### TRECHO FORNECIDO
=-=-=-=-=

(fotos: Anderson Barbosa)
Movimentos sociais e estudantes compareceram em peso na Faculdade São Francisco da USP e ocuparam a Sala dos Estudantes onde aconteceu o debate Criminalização da Luta Política na Ditadura e na Democracia, realizado pelo Centro Acadêmico XI de Agosto na terça-feira (15/03), em apoio ao Comitê Lutar Não é Crime.
Na mesa de debates, composta pelo ex ministro dos Direitos Humanos, Paulo Vannuchi, pela ex presa política e membro da União de Mulheres de São Paulo, Amelinha Teles, e pelo líder do Movimento e Moradia do Centro (SP), Luiz Gonzada da Silva, o Gegê, predominou a avaliação de que no atual estágio da democracia brasileira permanecem os mecanismos e a lógica de repressão utilizados pelo regime militar. “A cultura e a prática da repressão ainda são da ditadura”, afirma Amelinha.
A ex presa política conta que chegou a esta conclusão na ocasião da audiência de julgamento de uma ação dos famílias dos desaparecidos da Guerrilha do Araguaia, na sede da Organização dos Estados Americanos (OEA), na Costa Rica, em dezembro de 2010. Segundo ela conta, o Estado age como se as famílias dos mortos e desaparecidos fossem suas inimigas. O Estado pediu para que a OEA arquivasse os casos, mas o pedido não foi aceito e o Estado foi condenado. “Lá que me dei conta que o estado brasileiro raciocina não como Estado Democrático de Direito, mas como Estado de exceção”.
Para Gegê, os movimentos sociais não podem recuar na luta pela democracia. “Nós tiramos a ditadura da farda, mas ainda vivemos em uma ditadura branca. Lutamos tanto pelo fim da ditadura e hoje caimos em um certo comodismo. Precisamos retomar a luta pelo fim da ditadura branca”.

=-=-=-=-=

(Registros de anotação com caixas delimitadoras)

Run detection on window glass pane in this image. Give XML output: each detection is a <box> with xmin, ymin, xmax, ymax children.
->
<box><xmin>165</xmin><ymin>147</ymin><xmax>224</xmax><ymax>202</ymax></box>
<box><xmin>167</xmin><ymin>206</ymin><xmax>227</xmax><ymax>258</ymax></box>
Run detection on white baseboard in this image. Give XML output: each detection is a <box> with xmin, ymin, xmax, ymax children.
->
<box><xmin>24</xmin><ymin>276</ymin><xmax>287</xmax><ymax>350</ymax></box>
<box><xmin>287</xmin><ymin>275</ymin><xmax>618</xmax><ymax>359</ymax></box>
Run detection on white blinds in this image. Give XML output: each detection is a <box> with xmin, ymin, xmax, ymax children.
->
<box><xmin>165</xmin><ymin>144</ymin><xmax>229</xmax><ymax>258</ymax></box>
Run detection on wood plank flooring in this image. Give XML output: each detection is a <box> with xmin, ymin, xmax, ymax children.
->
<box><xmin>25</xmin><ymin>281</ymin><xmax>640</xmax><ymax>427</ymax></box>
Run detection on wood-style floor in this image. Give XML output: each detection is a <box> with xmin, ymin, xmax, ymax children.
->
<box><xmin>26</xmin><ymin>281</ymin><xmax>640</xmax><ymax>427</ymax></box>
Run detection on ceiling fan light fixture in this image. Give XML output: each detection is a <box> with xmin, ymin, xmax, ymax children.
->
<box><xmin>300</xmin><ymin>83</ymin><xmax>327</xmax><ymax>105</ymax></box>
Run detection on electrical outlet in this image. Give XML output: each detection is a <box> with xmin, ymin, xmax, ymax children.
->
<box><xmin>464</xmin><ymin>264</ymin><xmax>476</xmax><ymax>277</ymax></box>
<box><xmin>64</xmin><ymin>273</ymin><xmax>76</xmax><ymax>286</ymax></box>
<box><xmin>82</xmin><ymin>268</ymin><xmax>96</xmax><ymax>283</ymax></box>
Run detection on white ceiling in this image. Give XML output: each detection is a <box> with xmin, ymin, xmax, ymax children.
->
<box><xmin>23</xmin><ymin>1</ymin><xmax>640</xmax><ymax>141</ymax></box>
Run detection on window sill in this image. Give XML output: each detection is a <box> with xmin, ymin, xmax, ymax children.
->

=-=-=-=-=

### O QUE FAZER
(a) Copie, sem mudar nada, os registros da linha que contém "Run detection on electrical" até o fim deles, incluindo essa linha.
(b) Dê seguimento à matéria sobre o debate na Faculdade São Francisco da USP a partir do ponto em que ela termina.

### RESPOSTAS POR TAREFA
(a)
Run detection on electrical outlet in this image. Give XML output: each detection is a <box> with xmin, ymin, xmax, ymax children.
->
<box><xmin>464</xmin><ymin>264</ymin><xmax>476</xmax><ymax>277</ymax></box>
<box><xmin>64</xmin><ymin>273</ymin><xmax>76</xmax><ymax>286</ymax></box>
<box><xmin>82</xmin><ymin>268</ymin><xmax>96</xmax><ymax>283</ymax></box>
Run detection on white ceiling in this image. Give XML output: each detection is a <box> with xmin, ymin, xmax, ymax children.
->
<box><xmin>23</xmin><ymin>1</ymin><xmax>640</xmax><ymax>141</ymax></box>
Run detection on window sill in this image. Give XML output: each detection is a <box> with xmin, ymin, xmax, ymax children.
->

(b)
Outro consenso foi o de que a democracia brasileira está longe de ser completamente estruturada. A grande promessa não cumprida da democracia é a da igualdade econômica e social, avalia Vannuchi. E a partir disso surgem as resistências, principalmente as lutas rural, pela moradia, dos estudantes e a luta do movimento sindical. O líder do MMC avalia que esta democracia é castradora de Direitos. “Esta democracia não tem compromisso com o povo. Nela algumas pessoas se apropriam da maioria dos bens do país, enquanto veem suas irmãs vendendo o corpo nas esquinas”.
Para Amelinha, qualquer tipo de violência gera movimento de resistência, seja em ditaduras ou na democracia. “A consequência disso é o Estado criminalizando estes movimentos. Essa é nossa história. A história do nosso país é uma história de repressão.”
Parte da democracia não realizada vivida pelo Brasil hoje, avalia o ex ministro, está vinculada com o tipo de transição que houve do regime militar para a chamada democracia. “É necessário que se faça outro tipo de transição. Precisamos fazer o processamento histórico, politico e judicial daquele período. Cabe ao Judiciário decidir pela punição ou não dos crimes. A nossa pressão será sim no sentido de que haja punição como educação de uma nação”.
Para ele, só assim a transição poderá entrar em um outro momento. “A velha elite compreenderá que aqueles que desmandaram, mataram e oprimiram em algum momento foram denunciados e punidos. E se é assim passa a ter um acordo novo em relação às injustiças que, por exemplo, o Gegê recebe”.
Gegê avalia que o compromisso predominante desta Democracia ainda é com as elites. “O compromisso é com o capital, protege a propriedade privada em detrimento do ser humano”.
Vannuchi avalia que as Forças Armadas do Brasil ainda não fizeram a transição básica para uma visão constitucionalista. O ex presidente Fernando Henrique Cardoso criou o Ministério da Defesa, analisa, mas nunca o ministro foi aceito como chefe dos militares. Para ilustrar, Vannuchi citou o episódio passado no governo Luiz Inácio Lula da Silva. “Os militares fizeram uma nota dizendo que entendem o Ministério como instância de integração administrativa e que os chefes das armas respondem diretamente ao Presidente da República”.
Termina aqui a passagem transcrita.